== Data section

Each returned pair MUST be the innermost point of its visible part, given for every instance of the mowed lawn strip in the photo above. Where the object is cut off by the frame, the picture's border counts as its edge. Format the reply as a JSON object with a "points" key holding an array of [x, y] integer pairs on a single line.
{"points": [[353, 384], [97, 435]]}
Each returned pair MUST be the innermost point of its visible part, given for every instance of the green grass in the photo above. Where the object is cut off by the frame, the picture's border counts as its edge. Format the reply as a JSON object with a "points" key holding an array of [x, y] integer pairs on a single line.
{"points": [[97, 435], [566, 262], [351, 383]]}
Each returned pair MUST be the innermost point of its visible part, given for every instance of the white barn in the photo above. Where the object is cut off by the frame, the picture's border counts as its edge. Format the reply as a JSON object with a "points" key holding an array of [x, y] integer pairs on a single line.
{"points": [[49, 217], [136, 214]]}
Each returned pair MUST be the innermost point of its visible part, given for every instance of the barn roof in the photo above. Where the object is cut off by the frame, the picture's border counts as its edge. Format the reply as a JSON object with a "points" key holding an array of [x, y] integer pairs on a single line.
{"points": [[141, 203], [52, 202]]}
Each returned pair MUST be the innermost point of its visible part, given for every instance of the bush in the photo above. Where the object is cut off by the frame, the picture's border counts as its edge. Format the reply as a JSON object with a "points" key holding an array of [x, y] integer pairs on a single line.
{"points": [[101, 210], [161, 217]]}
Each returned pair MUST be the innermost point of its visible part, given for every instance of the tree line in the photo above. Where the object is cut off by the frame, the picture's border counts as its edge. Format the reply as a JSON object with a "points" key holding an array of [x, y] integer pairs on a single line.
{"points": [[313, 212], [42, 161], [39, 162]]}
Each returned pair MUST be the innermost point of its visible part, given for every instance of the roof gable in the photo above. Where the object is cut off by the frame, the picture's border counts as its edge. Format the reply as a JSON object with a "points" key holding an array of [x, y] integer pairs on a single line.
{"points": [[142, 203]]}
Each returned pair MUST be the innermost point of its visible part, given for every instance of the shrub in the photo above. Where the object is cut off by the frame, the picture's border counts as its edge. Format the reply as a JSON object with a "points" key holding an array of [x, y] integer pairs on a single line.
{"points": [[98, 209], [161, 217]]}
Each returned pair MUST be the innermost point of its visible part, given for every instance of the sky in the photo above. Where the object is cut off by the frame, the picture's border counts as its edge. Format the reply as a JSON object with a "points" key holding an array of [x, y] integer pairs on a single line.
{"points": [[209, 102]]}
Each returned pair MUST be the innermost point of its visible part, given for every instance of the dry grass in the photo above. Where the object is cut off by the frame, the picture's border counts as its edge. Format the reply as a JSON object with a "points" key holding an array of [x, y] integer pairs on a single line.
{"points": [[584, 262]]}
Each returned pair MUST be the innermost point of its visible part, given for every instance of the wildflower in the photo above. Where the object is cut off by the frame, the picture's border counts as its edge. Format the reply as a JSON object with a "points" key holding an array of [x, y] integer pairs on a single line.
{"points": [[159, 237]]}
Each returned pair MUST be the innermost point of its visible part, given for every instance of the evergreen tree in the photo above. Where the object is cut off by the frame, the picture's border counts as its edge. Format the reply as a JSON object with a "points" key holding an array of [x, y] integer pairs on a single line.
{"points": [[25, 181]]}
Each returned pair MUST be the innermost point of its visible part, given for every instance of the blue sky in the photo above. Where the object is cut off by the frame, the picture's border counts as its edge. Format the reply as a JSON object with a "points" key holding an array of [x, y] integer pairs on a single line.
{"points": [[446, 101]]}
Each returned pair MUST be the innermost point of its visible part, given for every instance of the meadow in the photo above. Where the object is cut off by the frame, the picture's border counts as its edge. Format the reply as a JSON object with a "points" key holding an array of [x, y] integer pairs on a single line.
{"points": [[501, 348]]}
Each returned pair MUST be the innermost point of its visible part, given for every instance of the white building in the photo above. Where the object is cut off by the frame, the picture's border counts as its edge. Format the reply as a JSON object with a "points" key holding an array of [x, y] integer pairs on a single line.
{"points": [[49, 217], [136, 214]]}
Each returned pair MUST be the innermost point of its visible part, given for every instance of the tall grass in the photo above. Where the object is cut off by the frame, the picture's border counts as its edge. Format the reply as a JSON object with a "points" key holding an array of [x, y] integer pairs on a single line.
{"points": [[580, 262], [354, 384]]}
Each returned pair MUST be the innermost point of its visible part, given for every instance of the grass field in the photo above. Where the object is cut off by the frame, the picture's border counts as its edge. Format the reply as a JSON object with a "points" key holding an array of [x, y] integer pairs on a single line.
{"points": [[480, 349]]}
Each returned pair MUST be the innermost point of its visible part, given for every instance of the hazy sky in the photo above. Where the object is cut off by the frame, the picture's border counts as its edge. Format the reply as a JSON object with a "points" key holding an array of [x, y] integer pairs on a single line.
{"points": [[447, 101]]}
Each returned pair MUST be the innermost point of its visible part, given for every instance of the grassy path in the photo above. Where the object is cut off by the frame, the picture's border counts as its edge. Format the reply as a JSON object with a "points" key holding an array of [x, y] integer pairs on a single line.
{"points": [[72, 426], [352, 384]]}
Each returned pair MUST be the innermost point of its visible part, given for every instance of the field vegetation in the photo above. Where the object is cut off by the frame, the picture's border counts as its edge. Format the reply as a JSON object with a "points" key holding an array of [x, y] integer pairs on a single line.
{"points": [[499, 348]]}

====

### Required action
Output every record above a second time, exactly.

### Output below
Each returned pair MUST be the innermost point of its visible part, given for every instance of the mowed lawn strip in the photo above. Where the object is cut off by the frame, the picture's border counts as its edge. Format the reply as a JSON object with a "points" key holding an array of [x, y] integer pairs on a single line.
{"points": [[353, 384], [97, 435]]}
Each returned pair MUST be the innermost point of its visible part, given for every instance of the green grass in the photo above. Where the object is cut off by the frame, the picture's border counts as its edge. Format the reply as a JSON object with a "points" key holding an array of [x, y] integer pairs on a single line.
{"points": [[97, 435], [566, 262], [351, 383]]}
Each returned pair MUST be the innermost point of its visible part, given for every instance of the white barn in the photo above. Where the object is cut off by the frame, the picture's border counts as its edge. Format the reply as a JSON object with a "points" key holding an array of [x, y] integer pairs on a single line.
{"points": [[49, 217], [136, 214]]}
Each returned pair MUST be the innermost point of its visible part, given for every instance of the barn roof in the photo above. Where the object is cut off by the frame, the picture's border counts as its edge. Format the reply as a JSON object with a "points" key holding an array of [x, y] integer pairs on a single line.
{"points": [[141, 203], [52, 202]]}
Each returned pair MUST be the innermost point of its visible part, given for every instance of the bush in the photo above. Where the object is cut off by the frame, the picture's border counts as its edge. Format the reply as a JSON object with a "points" key holding an array of [x, y] integer pairs on a single line.
{"points": [[101, 210], [161, 217]]}
Each returned pair MUST be the innermost point of its visible part, given for every instance of the tree line in the photo above. Where the object is cut off by the frame, the picture's border counts as its edge. Format the reply as a JSON object with a "points" key holding an array of [x, y] integer pairs on a single line.
{"points": [[313, 212], [42, 161], [39, 162]]}
Each returned pair MUST be the innermost point of its visible part, given for every instance of the roof gable in the photo above. Where the object is cut off by the frame, the picture's border counts as its edge. Format the reply as a JSON object with a "points" key holding an array of [x, y] integer pairs on a single line.
{"points": [[142, 203]]}
Each returned pair MUST be the innermost point of its visible part, given for every instance of the shrub in the photo above. Where the object is cut off by the frame, the picture's border counts as its edge. Format the reply as a JSON object with a "points" key holding an array of [x, y] integer pairs on a single line.
{"points": [[98, 209], [161, 217]]}
Each returned pair MUST be the innermost point of its visible part, given for every instance of the sky in the photo above. Where the object is cut off by the frame, the picture's border counts as its edge. Format the reply as a JSON object with a "points" key holding an array of [x, y] integer pairs on a single line.
{"points": [[209, 102]]}
Each returned pair MUST be the innermost point of its visible part, given for every instance of the dry grass in the photo above. Where the object is cut off by the frame, the picture's border counts as its edge. Format the reply as a JSON object with a "points" key holding an array of [x, y] integer pairs on a single line.
{"points": [[584, 262]]}
Each returned pair MUST be the innermost point of its visible part, given for every instance of the wildflower in the photo above. Where the object is cut off by the frame, the picture's border counts as its edge. Format the reply as a JSON object with a "points" key holding an array of [x, y] integer pairs on a single line.
{"points": [[159, 237]]}
Each returned pair MUST be the innermost point of its visible part, given for every instance of the evergreen tree in the photo above. Where the object is cut off by the frame, the picture's border counts as its edge. Format the reply as a JSON object with a "points" key holding an array of [x, y] integer pairs on a single line.
{"points": [[25, 181]]}
Each returned pair MUST be the innermost point of its visible part, given for every instance of the blue sky in the photo above. Where the object is cut off by the frame, the picture's border counts as its edge. Format the reply as a JSON object with a "points" key holding an array of [x, y] integer pairs on a single line.
{"points": [[446, 101]]}
Each returned pair MUST be the innermost point of its visible part, given for every instance of the meadow in the photo above. Where the object is cut off by the frame, the picture's border counts as its edge. Format the reply as a JSON object with a "points" key holding an array of [x, y] integer pairs on a single line.
{"points": [[501, 348]]}
Each returned pair MUST be the innermost point of its visible part, given for every instance of the white building in the photo above. Where the object is cut off by the frame, the picture's border counts as its edge. Format the reply as a JSON object with a "points" key holding an array of [x, y] integer pairs on a single line.
{"points": [[49, 217], [136, 214]]}
Each returned pair MUST be the innermost point of its visible part, given for every instance of the tall grass in the photo above. Where the object is cut off by the frame, the picture's border counts as its edge. Format the reply as a JSON object with a "points" key holding an array of [x, y] integer pairs on a single line.
{"points": [[580, 262], [354, 384]]}
Each returned pair MUST be the innermost point of its visible part, given for every instance of the grass field in the photo above. Where the object is cut off by the frame, the picture's border counts as its edge. Format the reply as a JSON object with a "points" key holding an array of [x, y] integer pairs on a single line.
{"points": [[480, 349]]}
Each returned pair MUST be the innermost point of its visible part, given for every instance of the hazy sky in the photo above. Where the object is cut off by the frame, the picture's border counts as its edge. Format the reply as a JSON object with a "points" key holding an array of [x, y] integer pairs on a single line.
{"points": [[447, 101]]}
Each returned pair MUST be the innermost point of its visible part, given for every instance of the grassy path in the photo above. Where the object is cut off by the frame, the picture's border counts as its edge. Format the reply as a JSON object with a "points" key holding an array of [x, y] integer pairs on a single line.
{"points": [[72, 426], [352, 384]]}
Each returned pair MUST be the innermost point of its visible part, given for every instance of the field vegetation in the photo above. Where the object is cut off by the frame, the picture's border counts as its edge. Format the reply as a JSON object with a "points" key holding an array of [x, y] integer pairs on a single line.
{"points": [[499, 348]]}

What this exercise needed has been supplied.